### What this task involves
Substitute "Mark" for "Outline" in the items starting with the line containing "Outline any restaurant logo sign you see." and continuing through the line containing "191, 114, 236, 150", and reproduce only those lines with every other word unchanged.

☆ ☆ ☆ ☆ ☆

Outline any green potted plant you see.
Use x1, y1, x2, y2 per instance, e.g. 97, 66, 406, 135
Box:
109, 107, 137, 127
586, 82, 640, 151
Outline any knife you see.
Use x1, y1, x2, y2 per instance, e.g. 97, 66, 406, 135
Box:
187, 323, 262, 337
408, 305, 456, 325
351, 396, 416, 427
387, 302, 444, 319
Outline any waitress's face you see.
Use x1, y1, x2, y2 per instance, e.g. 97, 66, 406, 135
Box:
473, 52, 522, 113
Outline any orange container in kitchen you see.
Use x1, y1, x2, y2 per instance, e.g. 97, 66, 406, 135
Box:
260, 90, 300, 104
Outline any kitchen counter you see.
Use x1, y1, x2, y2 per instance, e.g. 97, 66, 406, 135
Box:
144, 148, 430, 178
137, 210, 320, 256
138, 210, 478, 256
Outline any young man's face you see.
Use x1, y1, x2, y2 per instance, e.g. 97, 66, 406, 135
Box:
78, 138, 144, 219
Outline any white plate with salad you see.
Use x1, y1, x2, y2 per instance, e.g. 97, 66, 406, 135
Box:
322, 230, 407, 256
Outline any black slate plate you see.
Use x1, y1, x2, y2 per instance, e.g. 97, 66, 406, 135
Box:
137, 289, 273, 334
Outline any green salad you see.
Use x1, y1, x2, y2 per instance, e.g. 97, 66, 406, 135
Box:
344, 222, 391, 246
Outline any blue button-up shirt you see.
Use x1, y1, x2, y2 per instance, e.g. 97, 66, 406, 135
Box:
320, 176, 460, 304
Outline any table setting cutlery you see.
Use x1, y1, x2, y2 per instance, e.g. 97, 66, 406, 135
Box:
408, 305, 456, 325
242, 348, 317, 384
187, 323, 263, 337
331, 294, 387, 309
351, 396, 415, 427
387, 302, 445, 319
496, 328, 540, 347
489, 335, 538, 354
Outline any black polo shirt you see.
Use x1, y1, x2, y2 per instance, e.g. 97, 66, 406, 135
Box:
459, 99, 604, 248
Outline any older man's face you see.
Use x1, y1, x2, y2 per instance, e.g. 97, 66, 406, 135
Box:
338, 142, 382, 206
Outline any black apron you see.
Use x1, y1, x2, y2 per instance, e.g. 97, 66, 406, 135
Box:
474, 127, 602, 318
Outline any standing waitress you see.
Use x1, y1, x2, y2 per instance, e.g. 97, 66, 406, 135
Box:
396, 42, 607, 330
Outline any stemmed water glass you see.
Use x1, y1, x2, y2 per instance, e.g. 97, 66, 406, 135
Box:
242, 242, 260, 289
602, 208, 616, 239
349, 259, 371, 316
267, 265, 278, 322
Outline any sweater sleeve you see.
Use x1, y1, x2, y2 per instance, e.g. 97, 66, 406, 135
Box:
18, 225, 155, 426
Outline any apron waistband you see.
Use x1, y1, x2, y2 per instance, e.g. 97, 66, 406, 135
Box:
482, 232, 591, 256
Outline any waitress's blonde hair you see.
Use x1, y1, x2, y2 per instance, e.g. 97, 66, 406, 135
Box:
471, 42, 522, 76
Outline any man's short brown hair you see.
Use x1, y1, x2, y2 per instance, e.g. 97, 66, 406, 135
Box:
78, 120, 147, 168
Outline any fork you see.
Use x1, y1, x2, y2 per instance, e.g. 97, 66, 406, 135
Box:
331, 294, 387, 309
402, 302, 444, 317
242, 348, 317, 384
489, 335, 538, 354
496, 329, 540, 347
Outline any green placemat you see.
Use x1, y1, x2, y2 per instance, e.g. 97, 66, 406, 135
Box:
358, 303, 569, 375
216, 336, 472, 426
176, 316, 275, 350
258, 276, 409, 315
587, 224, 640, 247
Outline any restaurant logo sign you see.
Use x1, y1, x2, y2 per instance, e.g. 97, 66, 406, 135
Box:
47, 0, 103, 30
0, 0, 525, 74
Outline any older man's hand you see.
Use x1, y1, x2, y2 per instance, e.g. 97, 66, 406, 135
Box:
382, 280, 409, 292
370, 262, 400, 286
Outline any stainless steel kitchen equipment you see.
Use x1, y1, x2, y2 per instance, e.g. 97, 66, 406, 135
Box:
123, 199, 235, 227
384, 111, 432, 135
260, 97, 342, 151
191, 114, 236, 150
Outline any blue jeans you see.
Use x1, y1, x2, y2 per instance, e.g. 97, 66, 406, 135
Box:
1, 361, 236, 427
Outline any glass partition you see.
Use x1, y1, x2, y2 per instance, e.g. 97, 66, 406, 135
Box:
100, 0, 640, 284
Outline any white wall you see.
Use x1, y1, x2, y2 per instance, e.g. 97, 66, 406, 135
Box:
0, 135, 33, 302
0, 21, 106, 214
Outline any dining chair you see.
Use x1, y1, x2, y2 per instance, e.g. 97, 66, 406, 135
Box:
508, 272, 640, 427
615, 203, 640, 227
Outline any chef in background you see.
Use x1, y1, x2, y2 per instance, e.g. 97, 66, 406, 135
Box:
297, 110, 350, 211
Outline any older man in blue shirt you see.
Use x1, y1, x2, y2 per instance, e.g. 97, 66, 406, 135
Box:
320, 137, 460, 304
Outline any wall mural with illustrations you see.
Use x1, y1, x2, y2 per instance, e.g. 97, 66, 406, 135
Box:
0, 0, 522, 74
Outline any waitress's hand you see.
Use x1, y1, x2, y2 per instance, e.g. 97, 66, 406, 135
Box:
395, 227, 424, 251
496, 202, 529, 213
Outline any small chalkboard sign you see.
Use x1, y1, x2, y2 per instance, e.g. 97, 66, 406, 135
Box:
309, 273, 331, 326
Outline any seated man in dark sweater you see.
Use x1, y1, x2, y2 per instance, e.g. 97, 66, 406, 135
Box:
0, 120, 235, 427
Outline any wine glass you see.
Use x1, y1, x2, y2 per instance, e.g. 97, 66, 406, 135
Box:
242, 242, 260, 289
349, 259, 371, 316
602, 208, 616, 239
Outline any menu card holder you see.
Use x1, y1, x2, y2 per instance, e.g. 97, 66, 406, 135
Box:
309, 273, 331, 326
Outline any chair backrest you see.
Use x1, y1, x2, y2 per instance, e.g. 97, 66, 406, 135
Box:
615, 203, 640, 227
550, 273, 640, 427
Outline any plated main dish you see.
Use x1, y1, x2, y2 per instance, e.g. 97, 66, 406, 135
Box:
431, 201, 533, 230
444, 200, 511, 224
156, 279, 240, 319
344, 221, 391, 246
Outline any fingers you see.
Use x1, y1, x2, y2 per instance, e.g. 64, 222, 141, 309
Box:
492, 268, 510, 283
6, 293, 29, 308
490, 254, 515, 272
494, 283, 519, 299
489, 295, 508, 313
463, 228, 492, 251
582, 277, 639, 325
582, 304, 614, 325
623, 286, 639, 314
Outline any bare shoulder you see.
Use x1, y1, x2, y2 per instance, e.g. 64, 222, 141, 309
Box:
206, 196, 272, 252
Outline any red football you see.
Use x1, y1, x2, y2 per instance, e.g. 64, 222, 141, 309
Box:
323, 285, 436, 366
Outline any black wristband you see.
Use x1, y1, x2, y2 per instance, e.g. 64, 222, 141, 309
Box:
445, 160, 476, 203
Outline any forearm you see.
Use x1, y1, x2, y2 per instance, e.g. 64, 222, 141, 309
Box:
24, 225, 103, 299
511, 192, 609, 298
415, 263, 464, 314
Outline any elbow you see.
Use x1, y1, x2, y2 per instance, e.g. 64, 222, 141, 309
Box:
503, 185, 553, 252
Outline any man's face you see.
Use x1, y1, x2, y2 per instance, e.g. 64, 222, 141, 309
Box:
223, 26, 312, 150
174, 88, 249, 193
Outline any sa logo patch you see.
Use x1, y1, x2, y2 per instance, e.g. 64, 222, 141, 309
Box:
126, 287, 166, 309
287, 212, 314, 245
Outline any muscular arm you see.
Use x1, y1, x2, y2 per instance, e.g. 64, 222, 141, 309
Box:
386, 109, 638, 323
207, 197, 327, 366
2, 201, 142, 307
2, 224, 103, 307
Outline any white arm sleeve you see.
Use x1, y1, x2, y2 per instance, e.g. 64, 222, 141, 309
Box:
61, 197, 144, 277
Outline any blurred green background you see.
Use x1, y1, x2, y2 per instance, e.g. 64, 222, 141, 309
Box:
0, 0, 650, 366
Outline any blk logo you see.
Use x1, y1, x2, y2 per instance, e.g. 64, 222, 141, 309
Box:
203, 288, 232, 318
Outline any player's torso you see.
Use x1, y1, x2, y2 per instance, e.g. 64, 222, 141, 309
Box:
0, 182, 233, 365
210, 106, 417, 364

☆ ☆ ☆ ☆ ☆

### Exercise answer
Mark any restaurant logo sign you see.
Use x1, y1, x2, y2 per instance, e.g. 97, 66, 406, 135
Box:
47, 0, 103, 30
0, 0, 525, 74
Mark any older man's hand you see.
Use x1, y1, x2, y2 per instance, e.g. 97, 66, 406, 135
Box:
382, 280, 409, 292
370, 262, 400, 286
Mark any stainless steel kitchen equipment you see.
Use x1, y1, x2, y2 per instance, e.g. 97, 66, 406, 135
Box:
123, 199, 235, 227
384, 111, 432, 135
260, 97, 342, 151
191, 114, 236, 150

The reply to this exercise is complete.